WHAT IS NEEDED >> Recast the listing from the line containing "47, 100, 63]]." up to and including the line containing "550, 775, 576]]" as a Markdown table with the columns Row and Entry. Give each line its own row, number the rows, and leave out blank lines.

GIVEN DATA >>
◆ ◆ ◆ ◆

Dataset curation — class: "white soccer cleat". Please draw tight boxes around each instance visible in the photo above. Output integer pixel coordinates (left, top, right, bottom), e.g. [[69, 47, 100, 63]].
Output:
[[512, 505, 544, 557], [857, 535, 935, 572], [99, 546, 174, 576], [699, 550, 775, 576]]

◆ ◆ ◆ ◆

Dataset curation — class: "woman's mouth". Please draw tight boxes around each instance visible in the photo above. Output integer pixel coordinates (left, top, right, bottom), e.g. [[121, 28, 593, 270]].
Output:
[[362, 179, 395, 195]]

◆ ◆ ◆ ◆

TASK SOLUTION >>
| Row | Entry |
|---|---|
| 1 | Dataset curation — class: "white soccer cleat". Please draw tight boxes around each instance visible in the photo above. Output integer pixel coordinates (left, top, right, bottom), e.g. [[69, 47, 100, 63]]. |
| 2 | Output: |
| 3 | [[512, 505, 544, 557], [857, 535, 935, 572], [99, 546, 174, 576], [699, 550, 775, 576]] |